---- Provided material

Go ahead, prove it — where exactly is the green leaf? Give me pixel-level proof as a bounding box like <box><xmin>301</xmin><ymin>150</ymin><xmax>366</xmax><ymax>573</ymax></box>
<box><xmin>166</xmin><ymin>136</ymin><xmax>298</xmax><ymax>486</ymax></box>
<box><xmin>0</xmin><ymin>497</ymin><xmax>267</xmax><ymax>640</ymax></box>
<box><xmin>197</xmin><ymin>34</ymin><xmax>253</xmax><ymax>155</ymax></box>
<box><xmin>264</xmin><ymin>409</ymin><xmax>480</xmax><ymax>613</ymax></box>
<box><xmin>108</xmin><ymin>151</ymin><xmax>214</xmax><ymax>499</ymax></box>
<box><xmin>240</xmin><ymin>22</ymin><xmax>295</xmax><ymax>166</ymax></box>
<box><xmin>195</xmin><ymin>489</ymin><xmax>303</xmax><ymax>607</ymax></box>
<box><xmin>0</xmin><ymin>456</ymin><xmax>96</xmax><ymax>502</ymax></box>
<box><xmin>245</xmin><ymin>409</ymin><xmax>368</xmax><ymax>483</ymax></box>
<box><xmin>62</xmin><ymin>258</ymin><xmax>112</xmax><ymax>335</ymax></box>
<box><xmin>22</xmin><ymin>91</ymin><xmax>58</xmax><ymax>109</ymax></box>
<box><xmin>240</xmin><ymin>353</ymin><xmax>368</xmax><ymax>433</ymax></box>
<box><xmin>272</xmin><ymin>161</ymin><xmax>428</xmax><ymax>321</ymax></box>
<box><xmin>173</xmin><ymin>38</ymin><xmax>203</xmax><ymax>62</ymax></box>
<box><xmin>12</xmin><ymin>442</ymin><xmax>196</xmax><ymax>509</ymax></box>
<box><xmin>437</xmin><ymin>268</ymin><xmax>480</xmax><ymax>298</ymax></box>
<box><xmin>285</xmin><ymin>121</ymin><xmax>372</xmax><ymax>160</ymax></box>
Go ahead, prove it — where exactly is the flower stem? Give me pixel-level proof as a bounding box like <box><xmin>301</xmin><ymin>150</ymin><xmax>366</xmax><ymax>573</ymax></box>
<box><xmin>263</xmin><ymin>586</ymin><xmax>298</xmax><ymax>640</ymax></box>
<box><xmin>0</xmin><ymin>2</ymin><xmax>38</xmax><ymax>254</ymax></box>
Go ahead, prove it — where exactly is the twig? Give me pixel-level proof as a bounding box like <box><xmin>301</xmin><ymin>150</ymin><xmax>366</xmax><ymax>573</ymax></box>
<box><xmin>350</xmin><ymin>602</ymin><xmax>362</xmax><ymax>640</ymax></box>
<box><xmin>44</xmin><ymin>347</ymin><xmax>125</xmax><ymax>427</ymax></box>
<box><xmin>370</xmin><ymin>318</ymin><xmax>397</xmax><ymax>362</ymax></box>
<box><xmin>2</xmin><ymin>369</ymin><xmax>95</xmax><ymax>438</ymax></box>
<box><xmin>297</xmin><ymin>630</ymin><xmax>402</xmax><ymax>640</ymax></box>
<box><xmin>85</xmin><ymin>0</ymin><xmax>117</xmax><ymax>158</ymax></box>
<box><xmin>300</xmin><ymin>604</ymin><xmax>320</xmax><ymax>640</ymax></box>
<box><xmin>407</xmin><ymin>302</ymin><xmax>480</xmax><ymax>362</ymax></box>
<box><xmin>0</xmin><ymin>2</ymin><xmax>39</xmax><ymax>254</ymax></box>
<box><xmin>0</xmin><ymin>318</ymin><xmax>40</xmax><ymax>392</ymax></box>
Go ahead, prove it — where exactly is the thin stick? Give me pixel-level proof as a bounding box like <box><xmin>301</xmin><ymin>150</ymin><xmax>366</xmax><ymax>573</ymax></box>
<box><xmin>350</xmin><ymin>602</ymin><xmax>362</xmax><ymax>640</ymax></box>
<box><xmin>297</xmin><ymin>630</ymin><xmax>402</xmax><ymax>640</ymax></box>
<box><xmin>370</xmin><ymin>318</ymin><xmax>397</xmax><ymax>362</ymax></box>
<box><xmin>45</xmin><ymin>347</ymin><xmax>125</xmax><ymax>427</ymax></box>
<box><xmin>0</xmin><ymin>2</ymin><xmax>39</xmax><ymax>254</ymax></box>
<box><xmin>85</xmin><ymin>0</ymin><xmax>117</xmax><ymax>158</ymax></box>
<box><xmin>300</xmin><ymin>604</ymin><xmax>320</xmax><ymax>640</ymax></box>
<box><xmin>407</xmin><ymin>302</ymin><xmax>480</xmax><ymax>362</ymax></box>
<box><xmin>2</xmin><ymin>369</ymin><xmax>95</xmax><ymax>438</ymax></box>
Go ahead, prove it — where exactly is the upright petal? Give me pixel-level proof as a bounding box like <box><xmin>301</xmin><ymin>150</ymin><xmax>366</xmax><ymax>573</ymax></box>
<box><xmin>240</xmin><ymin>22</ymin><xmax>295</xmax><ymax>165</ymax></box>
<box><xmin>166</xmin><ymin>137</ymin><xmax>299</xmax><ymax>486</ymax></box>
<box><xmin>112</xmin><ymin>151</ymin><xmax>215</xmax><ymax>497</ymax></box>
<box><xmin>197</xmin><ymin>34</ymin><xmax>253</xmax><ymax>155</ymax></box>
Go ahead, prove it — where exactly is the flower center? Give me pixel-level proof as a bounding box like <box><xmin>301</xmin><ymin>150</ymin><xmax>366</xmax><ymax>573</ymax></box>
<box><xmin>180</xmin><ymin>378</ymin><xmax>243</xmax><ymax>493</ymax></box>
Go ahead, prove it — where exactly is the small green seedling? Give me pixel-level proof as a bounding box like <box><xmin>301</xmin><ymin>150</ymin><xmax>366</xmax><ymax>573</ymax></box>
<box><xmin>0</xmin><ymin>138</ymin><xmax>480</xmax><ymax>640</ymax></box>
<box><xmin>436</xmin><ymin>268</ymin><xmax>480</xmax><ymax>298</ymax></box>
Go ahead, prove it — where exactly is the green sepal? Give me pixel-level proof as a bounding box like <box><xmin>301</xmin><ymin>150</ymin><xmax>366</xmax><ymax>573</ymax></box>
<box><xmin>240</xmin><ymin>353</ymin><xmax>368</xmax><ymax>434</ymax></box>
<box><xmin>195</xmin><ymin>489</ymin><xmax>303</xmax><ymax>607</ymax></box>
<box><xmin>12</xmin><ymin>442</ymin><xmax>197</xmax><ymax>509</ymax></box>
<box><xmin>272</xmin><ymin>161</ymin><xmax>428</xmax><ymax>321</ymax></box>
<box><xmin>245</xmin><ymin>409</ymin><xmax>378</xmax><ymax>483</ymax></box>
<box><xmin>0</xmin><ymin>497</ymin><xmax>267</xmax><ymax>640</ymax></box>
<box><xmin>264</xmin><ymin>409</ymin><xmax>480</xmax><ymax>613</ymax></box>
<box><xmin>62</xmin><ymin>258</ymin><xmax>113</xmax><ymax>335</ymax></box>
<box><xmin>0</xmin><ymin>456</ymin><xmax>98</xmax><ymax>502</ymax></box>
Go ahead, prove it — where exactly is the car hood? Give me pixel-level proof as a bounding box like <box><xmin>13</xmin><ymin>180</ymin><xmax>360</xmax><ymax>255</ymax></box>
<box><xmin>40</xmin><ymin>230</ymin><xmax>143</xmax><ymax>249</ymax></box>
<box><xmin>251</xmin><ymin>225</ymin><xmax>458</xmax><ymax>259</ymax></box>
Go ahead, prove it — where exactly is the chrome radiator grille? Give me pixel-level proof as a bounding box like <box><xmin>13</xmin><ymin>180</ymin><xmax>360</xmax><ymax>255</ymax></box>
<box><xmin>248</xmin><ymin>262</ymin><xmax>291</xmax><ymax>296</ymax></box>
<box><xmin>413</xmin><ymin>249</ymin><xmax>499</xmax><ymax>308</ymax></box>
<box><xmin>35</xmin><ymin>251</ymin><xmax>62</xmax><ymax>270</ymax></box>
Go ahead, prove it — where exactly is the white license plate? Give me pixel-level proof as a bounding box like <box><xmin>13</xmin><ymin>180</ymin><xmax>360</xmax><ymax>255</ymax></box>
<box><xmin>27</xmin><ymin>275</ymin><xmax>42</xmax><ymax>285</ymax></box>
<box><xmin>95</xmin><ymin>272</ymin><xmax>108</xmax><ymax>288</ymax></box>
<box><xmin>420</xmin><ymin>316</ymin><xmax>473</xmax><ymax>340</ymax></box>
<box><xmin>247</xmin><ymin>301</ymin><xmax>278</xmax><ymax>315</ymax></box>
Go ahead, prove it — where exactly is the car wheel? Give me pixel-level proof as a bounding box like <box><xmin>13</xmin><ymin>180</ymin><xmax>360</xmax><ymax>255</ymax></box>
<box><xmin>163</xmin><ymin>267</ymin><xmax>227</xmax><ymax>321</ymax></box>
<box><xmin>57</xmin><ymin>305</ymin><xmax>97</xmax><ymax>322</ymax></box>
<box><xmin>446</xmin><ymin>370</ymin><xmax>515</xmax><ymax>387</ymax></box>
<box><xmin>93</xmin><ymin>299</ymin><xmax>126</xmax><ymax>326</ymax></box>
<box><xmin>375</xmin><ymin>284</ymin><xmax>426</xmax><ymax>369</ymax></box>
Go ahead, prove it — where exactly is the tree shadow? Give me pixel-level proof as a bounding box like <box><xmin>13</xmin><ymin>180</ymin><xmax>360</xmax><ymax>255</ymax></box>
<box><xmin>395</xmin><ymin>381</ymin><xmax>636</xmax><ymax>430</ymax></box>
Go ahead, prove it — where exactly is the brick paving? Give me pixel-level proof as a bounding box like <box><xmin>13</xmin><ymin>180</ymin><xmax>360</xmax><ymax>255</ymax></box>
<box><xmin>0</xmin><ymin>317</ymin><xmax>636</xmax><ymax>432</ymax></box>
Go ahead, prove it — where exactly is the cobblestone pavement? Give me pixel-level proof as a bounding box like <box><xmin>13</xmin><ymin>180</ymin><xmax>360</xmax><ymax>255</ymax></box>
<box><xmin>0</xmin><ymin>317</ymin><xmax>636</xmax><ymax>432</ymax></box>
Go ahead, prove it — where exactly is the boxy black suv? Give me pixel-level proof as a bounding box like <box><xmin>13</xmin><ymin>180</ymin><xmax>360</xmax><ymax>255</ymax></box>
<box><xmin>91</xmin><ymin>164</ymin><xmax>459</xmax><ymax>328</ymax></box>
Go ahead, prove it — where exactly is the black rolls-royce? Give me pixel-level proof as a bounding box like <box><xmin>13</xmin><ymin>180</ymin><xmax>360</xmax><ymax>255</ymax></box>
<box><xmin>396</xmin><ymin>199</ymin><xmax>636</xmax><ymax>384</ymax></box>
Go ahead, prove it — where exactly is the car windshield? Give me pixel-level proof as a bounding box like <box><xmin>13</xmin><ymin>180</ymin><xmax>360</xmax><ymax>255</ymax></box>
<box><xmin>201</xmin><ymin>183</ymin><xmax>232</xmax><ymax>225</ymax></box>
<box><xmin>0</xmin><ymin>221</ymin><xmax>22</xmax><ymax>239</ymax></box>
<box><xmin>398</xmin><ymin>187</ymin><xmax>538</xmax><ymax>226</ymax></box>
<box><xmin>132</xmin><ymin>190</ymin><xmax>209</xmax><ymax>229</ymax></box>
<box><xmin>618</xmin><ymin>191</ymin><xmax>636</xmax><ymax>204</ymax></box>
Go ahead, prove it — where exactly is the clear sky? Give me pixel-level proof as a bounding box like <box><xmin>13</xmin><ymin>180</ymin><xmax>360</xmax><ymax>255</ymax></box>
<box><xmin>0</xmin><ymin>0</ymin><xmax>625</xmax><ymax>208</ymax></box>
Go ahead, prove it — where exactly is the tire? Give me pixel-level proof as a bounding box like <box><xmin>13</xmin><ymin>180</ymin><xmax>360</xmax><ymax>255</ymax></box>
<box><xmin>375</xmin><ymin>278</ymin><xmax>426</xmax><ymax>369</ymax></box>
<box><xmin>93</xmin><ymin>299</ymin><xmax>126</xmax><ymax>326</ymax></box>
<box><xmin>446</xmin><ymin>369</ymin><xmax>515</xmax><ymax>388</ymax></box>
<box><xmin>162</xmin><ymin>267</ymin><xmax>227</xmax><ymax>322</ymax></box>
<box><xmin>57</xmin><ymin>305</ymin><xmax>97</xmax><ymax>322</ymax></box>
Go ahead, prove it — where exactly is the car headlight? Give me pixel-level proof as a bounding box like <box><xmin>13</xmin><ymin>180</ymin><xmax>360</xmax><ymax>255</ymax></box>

--------

Problem to work on: Write out again, unchanged, every line from the line containing "Go ahead, prove it — where exactly is the car windshield?" to the final line of the material above.

Output of the task:
Go ahead, prove it — where exactly is the car windshield? Give me pixel-level proof as a bounding box like <box><xmin>13</xmin><ymin>180</ymin><xmax>360</xmax><ymax>255</ymax></box>
<box><xmin>201</xmin><ymin>183</ymin><xmax>232</xmax><ymax>225</ymax></box>
<box><xmin>0</xmin><ymin>221</ymin><xmax>22</xmax><ymax>239</ymax></box>
<box><xmin>398</xmin><ymin>187</ymin><xmax>538</xmax><ymax>226</ymax></box>
<box><xmin>132</xmin><ymin>190</ymin><xmax>209</xmax><ymax>229</ymax></box>
<box><xmin>618</xmin><ymin>191</ymin><xmax>636</xmax><ymax>204</ymax></box>
Go ahead, prove it — where exactly is the clear sky? Give me pixel-level proof as a bounding box like <box><xmin>13</xmin><ymin>180</ymin><xmax>360</xmax><ymax>255</ymax></box>
<box><xmin>0</xmin><ymin>0</ymin><xmax>625</xmax><ymax>208</ymax></box>
Go ahead, prove it — where exactly is the tire? Give me pixel-level proof as a bounding box like <box><xmin>13</xmin><ymin>180</ymin><xmax>360</xmax><ymax>255</ymax></box>
<box><xmin>375</xmin><ymin>278</ymin><xmax>426</xmax><ymax>369</ymax></box>
<box><xmin>93</xmin><ymin>299</ymin><xmax>126</xmax><ymax>326</ymax></box>
<box><xmin>446</xmin><ymin>369</ymin><xmax>515</xmax><ymax>388</ymax></box>
<box><xmin>162</xmin><ymin>267</ymin><xmax>227</xmax><ymax>322</ymax></box>
<box><xmin>57</xmin><ymin>305</ymin><xmax>97</xmax><ymax>322</ymax></box>
Go ahead, prove it — where exactly is the car headlight? Give me pixel-level proof as a bounding box like <box><xmin>13</xmin><ymin>180</ymin><xmax>360</xmax><ymax>255</ymax></box>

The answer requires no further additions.